Reply with only a number, the count of lines in the listing that include the word "steel".

=== Begin Enclosure ===

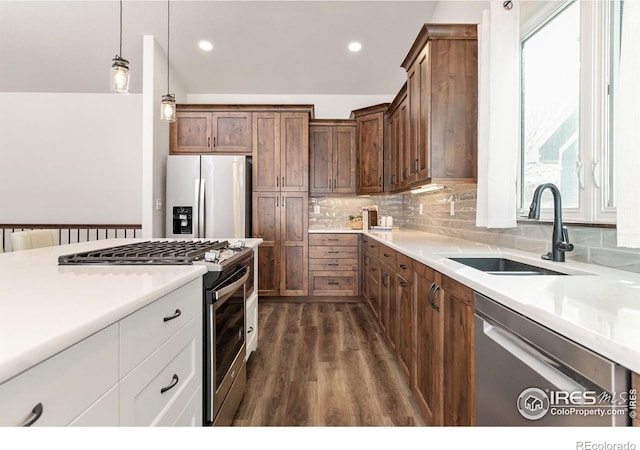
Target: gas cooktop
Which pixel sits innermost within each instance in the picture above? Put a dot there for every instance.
(158, 253)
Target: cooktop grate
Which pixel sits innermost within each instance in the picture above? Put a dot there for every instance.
(148, 252)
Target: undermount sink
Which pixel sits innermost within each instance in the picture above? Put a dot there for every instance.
(503, 266)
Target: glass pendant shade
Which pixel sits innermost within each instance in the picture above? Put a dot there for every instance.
(168, 108)
(120, 75)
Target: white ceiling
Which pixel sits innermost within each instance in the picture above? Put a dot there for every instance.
(260, 47)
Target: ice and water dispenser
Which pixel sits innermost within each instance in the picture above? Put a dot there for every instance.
(182, 220)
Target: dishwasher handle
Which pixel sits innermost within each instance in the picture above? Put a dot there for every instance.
(529, 355)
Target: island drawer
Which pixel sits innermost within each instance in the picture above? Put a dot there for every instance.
(158, 390)
(144, 331)
(64, 385)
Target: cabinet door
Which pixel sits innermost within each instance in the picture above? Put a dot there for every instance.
(422, 158)
(295, 244)
(294, 152)
(190, 133)
(427, 379)
(404, 316)
(344, 160)
(266, 152)
(370, 158)
(321, 155)
(458, 385)
(266, 225)
(231, 132)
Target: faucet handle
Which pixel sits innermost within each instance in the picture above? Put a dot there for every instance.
(565, 245)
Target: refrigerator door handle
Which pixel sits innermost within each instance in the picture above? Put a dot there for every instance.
(196, 211)
(201, 222)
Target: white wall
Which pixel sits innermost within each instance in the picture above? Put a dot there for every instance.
(326, 106)
(70, 158)
(155, 136)
(451, 11)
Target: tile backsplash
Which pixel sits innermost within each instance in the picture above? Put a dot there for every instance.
(431, 212)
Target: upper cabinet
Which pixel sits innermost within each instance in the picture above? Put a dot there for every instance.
(210, 129)
(442, 93)
(370, 134)
(332, 155)
(280, 151)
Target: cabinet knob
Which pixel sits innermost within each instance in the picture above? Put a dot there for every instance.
(36, 412)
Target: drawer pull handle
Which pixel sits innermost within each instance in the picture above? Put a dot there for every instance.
(173, 316)
(174, 381)
(36, 412)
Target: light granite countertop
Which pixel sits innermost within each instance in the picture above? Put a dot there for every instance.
(595, 306)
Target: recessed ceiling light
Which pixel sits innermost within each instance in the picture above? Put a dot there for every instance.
(355, 46)
(205, 45)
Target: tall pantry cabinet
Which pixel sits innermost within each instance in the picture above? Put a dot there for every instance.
(280, 200)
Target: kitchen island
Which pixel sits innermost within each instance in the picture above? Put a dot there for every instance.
(56, 319)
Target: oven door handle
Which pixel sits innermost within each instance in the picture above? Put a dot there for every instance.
(226, 290)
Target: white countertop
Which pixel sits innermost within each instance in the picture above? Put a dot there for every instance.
(45, 308)
(599, 308)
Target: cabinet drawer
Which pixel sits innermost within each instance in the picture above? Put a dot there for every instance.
(332, 252)
(423, 271)
(176, 365)
(333, 239)
(333, 264)
(331, 283)
(387, 256)
(404, 266)
(371, 246)
(145, 330)
(65, 384)
(103, 413)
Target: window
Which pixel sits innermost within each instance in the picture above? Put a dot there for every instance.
(568, 59)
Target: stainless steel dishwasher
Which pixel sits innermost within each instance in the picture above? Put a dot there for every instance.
(528, 375)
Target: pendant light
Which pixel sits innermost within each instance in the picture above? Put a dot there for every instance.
(168, 106)
(120, 68)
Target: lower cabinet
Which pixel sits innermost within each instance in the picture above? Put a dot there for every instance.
(443, 370)
(113, 378)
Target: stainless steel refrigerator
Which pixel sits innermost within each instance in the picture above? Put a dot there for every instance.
(208, 196)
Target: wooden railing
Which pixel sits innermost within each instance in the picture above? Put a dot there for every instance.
(72, 233)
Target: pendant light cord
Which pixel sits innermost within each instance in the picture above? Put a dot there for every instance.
(120, 54)
(168, 20)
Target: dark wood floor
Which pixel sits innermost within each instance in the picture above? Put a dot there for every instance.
(323, 364)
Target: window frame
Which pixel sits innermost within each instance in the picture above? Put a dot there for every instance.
(595, 106)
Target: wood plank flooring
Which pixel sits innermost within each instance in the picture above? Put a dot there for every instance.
(323, 364)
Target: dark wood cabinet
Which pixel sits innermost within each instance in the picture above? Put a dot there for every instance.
(443, 370)
(210, 130)
(332, 149)
(281, 220)
(370, 134)
(280, 151)
(428, 368)
(458, 381)
(333, 264)
(442, 90)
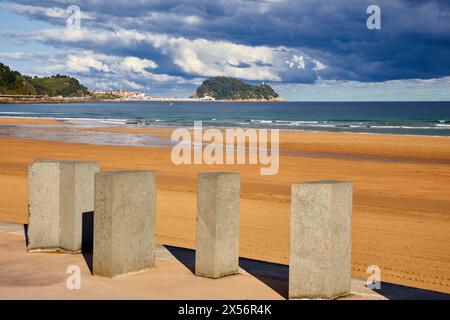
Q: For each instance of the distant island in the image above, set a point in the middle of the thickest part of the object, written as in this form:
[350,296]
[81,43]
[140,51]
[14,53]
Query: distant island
[14,83]
[225,88]
[18,88]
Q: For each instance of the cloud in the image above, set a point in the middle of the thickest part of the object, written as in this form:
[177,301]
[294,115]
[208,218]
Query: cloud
[190,58]
[283,41]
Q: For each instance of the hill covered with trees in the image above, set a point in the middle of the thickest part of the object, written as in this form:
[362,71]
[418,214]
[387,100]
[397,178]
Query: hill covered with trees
[14,83]
[225,88]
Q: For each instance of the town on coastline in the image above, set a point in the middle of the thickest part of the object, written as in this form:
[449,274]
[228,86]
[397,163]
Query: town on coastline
[18,88]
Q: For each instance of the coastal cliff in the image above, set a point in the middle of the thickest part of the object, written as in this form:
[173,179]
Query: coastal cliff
[225,88]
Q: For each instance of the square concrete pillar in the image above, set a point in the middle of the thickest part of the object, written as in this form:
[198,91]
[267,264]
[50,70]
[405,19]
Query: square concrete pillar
[321,226]
[124,222]
[217,239]
[59,192]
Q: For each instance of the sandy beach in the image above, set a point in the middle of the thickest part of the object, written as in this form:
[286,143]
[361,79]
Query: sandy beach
[401,212]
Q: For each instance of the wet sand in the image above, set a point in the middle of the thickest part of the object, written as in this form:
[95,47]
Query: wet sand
[401,217]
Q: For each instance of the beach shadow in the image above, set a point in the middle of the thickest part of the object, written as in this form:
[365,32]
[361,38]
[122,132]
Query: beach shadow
[87,238]
[398,292]
[273,275]
[25,231]
[185,256]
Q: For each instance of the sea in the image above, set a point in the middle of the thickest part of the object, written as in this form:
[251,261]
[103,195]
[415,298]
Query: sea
[407,118]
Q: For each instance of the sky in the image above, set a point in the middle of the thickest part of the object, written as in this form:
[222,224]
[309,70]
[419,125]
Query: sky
[307,50]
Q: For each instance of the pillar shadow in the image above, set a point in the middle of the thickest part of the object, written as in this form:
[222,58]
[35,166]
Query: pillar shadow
[87,238]
[398,292]
[25,231]
[185,256]
[273,275]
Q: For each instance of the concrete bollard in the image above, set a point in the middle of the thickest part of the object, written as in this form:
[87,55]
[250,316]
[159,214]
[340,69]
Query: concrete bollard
[320,253]
[217,234]
[124,222]
[59,192]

=== End Enclosure ===

#### SOLUTION BELOW:
2